■ Problem requirements
Change every "photo" to "image" in the listing below and write it out again with nothing else altered. Leave the pictures out.

■ Records from a point labeling set
########################################
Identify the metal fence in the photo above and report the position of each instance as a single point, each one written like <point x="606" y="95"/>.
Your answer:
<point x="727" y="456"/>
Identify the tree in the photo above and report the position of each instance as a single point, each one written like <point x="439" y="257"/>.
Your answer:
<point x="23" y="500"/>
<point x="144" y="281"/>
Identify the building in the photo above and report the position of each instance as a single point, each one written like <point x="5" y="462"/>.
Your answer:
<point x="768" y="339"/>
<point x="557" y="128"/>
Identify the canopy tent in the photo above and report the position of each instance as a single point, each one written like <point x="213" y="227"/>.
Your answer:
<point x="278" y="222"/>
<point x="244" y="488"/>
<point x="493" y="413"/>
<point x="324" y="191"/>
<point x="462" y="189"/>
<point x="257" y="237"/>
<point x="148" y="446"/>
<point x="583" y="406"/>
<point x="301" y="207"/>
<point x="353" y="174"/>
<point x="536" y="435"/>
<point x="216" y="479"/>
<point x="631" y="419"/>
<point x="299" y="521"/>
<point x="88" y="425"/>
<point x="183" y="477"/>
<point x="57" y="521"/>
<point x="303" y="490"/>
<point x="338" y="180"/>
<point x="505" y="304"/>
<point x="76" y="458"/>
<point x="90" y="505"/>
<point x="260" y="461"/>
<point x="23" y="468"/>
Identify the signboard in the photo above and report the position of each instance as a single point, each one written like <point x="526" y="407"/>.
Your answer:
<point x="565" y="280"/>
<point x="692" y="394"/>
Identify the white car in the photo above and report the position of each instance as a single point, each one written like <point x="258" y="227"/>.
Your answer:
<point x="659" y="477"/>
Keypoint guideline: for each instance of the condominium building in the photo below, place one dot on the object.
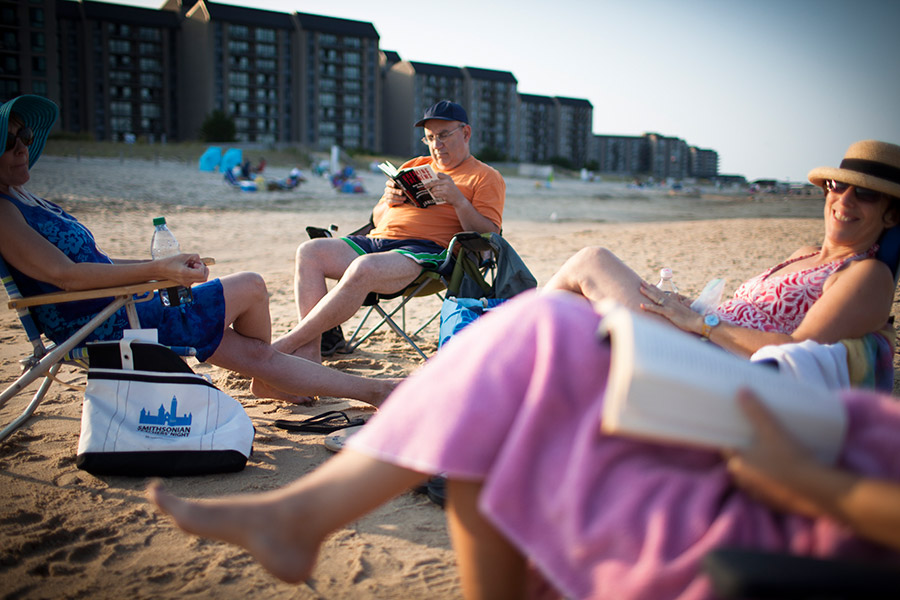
(339, 92)
(121, 72)
(575, 119)
(652, 154)
(704, 163)
(409, 88)
(492, 102)
(537, 128)
(619, 154)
########################################
■ Written response
Identify the metal fence in the image above and report the position of each instance as a single point, each one written like <point x="606" y="95"/>.
Your answer:
<point x="727" y="456"/>
Identify the tree in the image above and report the position of each instance as a single point, each one written like <point x="439" y="257"/>.
Your answer:
<point x="23" y="500"/>
<point x="144" y="281"/>
Identify the building in the image above and report the position of each instance as a single point, each one written like <point x="5" y="462"/>.
Your answer:
<point x="768" y="339"/>
<point x="557" y="128"/>
Identify the canopy tent in the image above and report the position of each instance as a single point, each one written like <point x="213" y="227"/>.
Your answer:
<point x="278" y="222"/>
<point x="244" y="488"/>
<point x="493" y="413"/>
<point x="324" y="191"/>
<point x="462" y="189"/>
<point x="257" y="237"/>
<point x="148" y="446"/>
<point x="583" y="406"/>
<point x="301" y="207"/>
<point x="353" y="174"/>
<point x="536" y="435"/>
<point x="216" y="479"/>
<point x="631" y="419"/>
<point x="299" y="521"/>
<point x="88" y="425"/>
<point x="183" y="477"/>
<point x="57" y="521"/>
<point x="303" y="490"/>
<point x="338" y="180"/>
<point x="505" y="304"/>
<point x="76" y="458"/>
<point x="90" y="505"/>
<point x="260" y="461"/>
<point x="23" y="468"/>
Identify the signboard in the image above and report the position of each instance as a single point, each one written like <point x="526" y="407"/>.
Your answer:
<point x="565" y="280"/>
<point x="692" y="394"/>
Identify the white car in the image above and report the position of each instance as a single point, each one written like <point x="258" y="227"/>.
Your answer:
<point x="659" y="477"/>
Keypoint guideline: for each instance of the condominium building in the image below, place one dot on the object.
(339, 92)
(121, 72)
(575, 119)
(652, 154)
(704, 163)
(409, 88)
(492, 102)
(537, 128)
(619, 154)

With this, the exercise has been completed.